## Instructions to follow
Below are records. Find each line in them that holds the word "whole" and copy it.

## Provided entries
----------
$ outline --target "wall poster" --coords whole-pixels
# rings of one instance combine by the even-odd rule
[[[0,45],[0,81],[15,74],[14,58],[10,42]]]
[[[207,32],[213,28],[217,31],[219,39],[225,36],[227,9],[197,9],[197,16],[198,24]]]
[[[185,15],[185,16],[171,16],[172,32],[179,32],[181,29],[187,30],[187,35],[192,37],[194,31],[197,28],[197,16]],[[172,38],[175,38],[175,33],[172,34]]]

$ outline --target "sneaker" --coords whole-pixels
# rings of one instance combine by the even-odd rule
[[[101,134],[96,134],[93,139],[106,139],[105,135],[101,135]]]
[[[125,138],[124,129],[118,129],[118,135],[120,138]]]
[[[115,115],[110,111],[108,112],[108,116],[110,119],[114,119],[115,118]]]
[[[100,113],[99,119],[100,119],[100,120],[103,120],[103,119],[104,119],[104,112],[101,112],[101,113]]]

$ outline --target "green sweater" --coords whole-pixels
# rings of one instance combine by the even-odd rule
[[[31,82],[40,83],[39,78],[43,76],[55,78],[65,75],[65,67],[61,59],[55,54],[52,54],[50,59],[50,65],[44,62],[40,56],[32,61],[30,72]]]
----------
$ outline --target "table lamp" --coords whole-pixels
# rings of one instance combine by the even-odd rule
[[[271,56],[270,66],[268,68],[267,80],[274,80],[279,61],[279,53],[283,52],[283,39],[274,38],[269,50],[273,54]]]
----------
## Problem solution
$ outline --target "wall poster" --coords whole-pixels
$ outline --target "sneaker" --coords whole-pixels
$ outline --target "green sweater" --coords whole-pixels
$ outline --target "table lamp" --coords whole-pixels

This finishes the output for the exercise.